PAGE EXCERPT →
▼▼▼

The recent boom in stock values and home prices could actually hurt Black Americans by exaggerating the country’s persistent racial wealth gap, according to a new report from the Federal Reserve Board.
The Fed just released the results of its most recent Survey of Consumer Finances and, among the results, the survey says that Black Americans by and large aren’t benefiting from inflated values in the assets that make up the majority of most Americans’ wealth. Between 2016 and 2019, the median wealth of Black and Hispanic families rose faster than that of white families, but that failed to narrow the wealth gap between Black and White families, which stands at $164,100, the study showed.
But what’s worse is what could be coming. The economic recovery from the pandemic brought a spike in home equity and the value of investment and retirement portfolios, categories in which Black Americans already lag whites. That could result in an even wider gap post-pandemic.
From CNBC
“Because Black households are less likely to be invested in the stock market and on every level less likely to be engaged in the financial system, they not only entered the pandemic with large gaps, the likelihood is that we are going to see some of these gaps widen coming out of the pandemic,” said John Lettieri, the Economic Innovation Group’s president and CEO.

▲▲▲

RECORD EXCERPTS →
▼▼▼

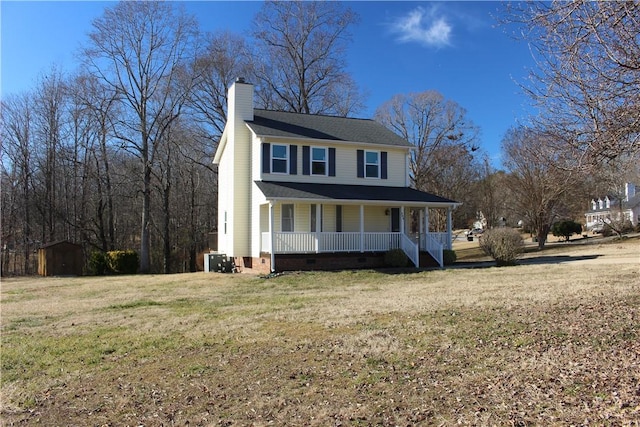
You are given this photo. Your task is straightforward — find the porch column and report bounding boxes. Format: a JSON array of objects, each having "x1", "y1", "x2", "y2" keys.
[
  {"x1": 447, "y1": 206, "x2": 452, "y2": 249},
  {"x1": 315, "y1": 204, "x2": 322, "y2": 253},
  {"x1": 269, "y1": 202, "x2": 276, "y2": 273},
  {"x1": 360, "y1": 205, "x2": 364, "y2": 252},
  {"x1": 424, "y1": 207, "x2": 429, "y2": 249}
]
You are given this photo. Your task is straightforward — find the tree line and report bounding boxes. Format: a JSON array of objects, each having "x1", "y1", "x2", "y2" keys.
[{"x1": 0, "y1": 1, "x2": 640, "y2": 274}]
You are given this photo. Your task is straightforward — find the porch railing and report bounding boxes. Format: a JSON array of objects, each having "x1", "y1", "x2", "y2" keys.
[
  {"x1": 261, "y1": 232, "x2": 402, "y2": 254},
  {"x1": 261, "y1": 232, "x2": 440, "y2": 267}
]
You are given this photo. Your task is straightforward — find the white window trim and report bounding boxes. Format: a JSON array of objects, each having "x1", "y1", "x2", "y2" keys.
[
  {"x1": 280, "y1": 203, "x2": 296, "y2": 233},
  {"x1": 364, "y1": 150, "x2": 382, "y2": 179},
  {"x1": 270, "y1": 144, "x2": 291, "y2": 175},
  {"x1": 309, "y1": 146, "x2": 329, "y2": 176}
]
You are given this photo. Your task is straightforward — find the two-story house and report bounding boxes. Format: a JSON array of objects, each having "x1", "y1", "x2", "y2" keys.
[
  {"x1": 214, "y1": 79, "x2": 459, "y2": 272},
  {"x1": 585, "y1": 182, "x2": 640, "y2": 231}
]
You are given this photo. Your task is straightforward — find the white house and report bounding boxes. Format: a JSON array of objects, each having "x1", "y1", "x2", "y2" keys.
[
  {"x1": 214, "y1": 79, "x2": 459, "y2": 272},
  {"x1": 585, "y1": 183, "x2": 640, "y2": 230}
]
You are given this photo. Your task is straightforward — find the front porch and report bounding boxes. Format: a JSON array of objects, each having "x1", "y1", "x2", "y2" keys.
[{"x1": 260, "y1": 203, "x2": 451, "y2": 267}]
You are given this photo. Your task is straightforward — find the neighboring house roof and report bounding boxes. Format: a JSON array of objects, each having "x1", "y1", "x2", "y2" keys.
[
  {"x1": 247, "y1": 109, "x2": 412, "y2": 147},
  {"x1": 586, "y1": 193, "x2": 640, "y2": 214},
  {"x1": 623, "y1": 193, "x2": 640, "y2": 209},
  {"x1": 255, "y1": 181, "x2": 459, "y2": 205}
]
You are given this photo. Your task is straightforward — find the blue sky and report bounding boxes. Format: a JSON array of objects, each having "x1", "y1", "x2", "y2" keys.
[{"x1": 0, "y1": 0, "x2": 534, "y2": 166}]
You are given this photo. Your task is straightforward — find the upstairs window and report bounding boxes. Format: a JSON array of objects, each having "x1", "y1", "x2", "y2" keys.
[
  {"x1": 311, "y1": 147, "x2": 328, "y2": 176},
  {"x1": 271, "y1": 144, "x2": 289, "y2": 173},
  {"x1": 364, "y1": 151, "x2": 380, "y2": 178},
  {"x1": 356, "y1": 150, "x2": 389, "y2": 179}
]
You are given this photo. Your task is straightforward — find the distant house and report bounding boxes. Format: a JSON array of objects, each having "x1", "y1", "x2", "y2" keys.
[
  {"x1": 38, "y1": 241, "x2": 84, "y2": 276},
  {"x1": 214, "y1": 79, "x2": 459, "y2": 272},
  {"x1": 585, "y1": 183, "x2": 640, "y2": 231}
]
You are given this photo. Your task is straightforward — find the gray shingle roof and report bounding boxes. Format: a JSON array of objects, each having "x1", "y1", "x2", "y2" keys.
[
  {"x1": 247, "y1": 109, "x2": 411, "y2": 147},
  {"x1": 256, "y1": 181, "x2": 458, "y2": 205}
]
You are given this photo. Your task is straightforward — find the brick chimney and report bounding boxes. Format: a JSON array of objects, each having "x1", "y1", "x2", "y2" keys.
[{"x1": 227, "y1": 77, "x2": 253, "y2": 121}]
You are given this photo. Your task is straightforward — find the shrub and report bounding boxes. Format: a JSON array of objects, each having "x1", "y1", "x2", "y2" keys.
[
  {"x1": 107, "y1": 250, "x2": 140, "y2": 274},
  {"x1": 87, "y1": 251, "x2": 109, "y2": 276},
  {"x1": 442, "y1": 249, "x2": 458, "y2": 265},
  {"x1": 384, "y1": 249, "x2": 409, "y2": 268},
  {"x1": 551, "y1": 220, "x2": 582, "y2": 242},
  {"x1": 480, "y1": 228, "x2": 524, "y2": 266}
]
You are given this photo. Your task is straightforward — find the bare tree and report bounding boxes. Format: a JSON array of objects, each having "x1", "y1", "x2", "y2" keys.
[
  {"x1": 502, "y1": 127, "x2": 576, "y2": 249},
  {"x1": 84, "y1": 2, "x2": 197, "y2": 273},
  {"x1": 254, "y1": 0, "x2": 362, "y2": 116},
  {"x1": 375, "y1": 90, "x2": 479, "y2": 227},
  {"x1": 508, "y1": 0, "x2": 640, "y2": 167},
  {"x1": 33, "y1": 70, "x2": 66, "y2": 242},
  {"x1": 0, "y1": 93, "x2": 36, "y2": 274},
  {"x1": 189, "y1": 32, "x2": 253, "y2": 139}
]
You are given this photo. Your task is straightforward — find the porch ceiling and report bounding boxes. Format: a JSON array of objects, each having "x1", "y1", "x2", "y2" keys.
[{"x1": 255, "y1": 181, "x2": 460, "y2": 207}]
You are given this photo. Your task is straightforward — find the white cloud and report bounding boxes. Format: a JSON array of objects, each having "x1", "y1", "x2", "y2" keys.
[{"x1": 391, "y1": 7, "x2": 452, "y2": 47}]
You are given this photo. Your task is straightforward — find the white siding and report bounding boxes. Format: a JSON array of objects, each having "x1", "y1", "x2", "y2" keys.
[
  {"x1": 364, "y1": 206, "x2": 391, "y2": 232},
  {"x1": 260, "y1": 139, "x2": 407, "y2": 187}
]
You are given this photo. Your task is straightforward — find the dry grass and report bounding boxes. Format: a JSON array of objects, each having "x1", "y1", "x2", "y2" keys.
[{"x1": 1, "y1": 240, "x2": 640, "y2": 426}]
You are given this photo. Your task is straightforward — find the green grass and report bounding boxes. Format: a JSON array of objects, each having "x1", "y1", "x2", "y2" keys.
[{"x1": 0, "y1": 242, "x2": 640, "y2": 426}]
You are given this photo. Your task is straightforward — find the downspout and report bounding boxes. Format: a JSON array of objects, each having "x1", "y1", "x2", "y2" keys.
[
  {"x1": 269, "y1": 202, "x2": 276, "y2": 273},
  {"x1": 447, "y1": 206, "x2": 452, "y2": 250},
  {"x1": 360, "y1": 205, "x2": 364, "y2": 252}
]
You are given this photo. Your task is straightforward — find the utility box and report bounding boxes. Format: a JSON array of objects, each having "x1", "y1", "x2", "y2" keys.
[{"x1": 204, "y1": 252, "x2": 236, "y2": 273}]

▲▲▲

EXERCISE INSTRUCTIONS →
**1)** What is the size of the wealth gap between Black and White families, according to the wealth gap article?
**2)** Transcribe the wealth gap article from "But what’s worse" up to and including "wider gap post-pandemic.".
**3)** Pick up the wealth gap article after its final sentence and continue it.

ANSWERS FOR THIS EXERCISE →
**1)** The gap stands at $164,100.

**2)**
But what’s worse is what could be coming. The economic recovery from the pandemic brought a spike in home equity and the value of investment and retirement portfolios, categories in which Black Americans already lag whites. That could result in an even wider gap post-pandemic.

**3)**
The primary way that Americans build wealth and invest is through retirement plans, and there have been enormous disparities between Black and white Americans on that front. Many Black Americans missed out on the hefty gains from the stock market because they often hold occupations where employers are unlikely to offer an employer-sponsored retirement plan.
The typical white family’s home is worth about $230,00, while the typical Black family’s home is worth $150,000, a spread caused by a mix of residential segregation, gaps in income and money for down payments and differences in home appreciation in Black and white neighborhoods, according to the Fed survey.
At the same time, the study notes that only 35% of Black Americans had retirement accounts in 2019, while 65% of whites do, and there’s a gap of about $30,000 in the average value of those accounts. About the same percentages of Black and white families–34% and 61%, respectively–owned stocks.
After dipping right at the start of the pandemic, stock values have skyrocketed since 2020. Home values have largely done the same, as low interest rates and an undersupply of available homes pushed prices higher across the country.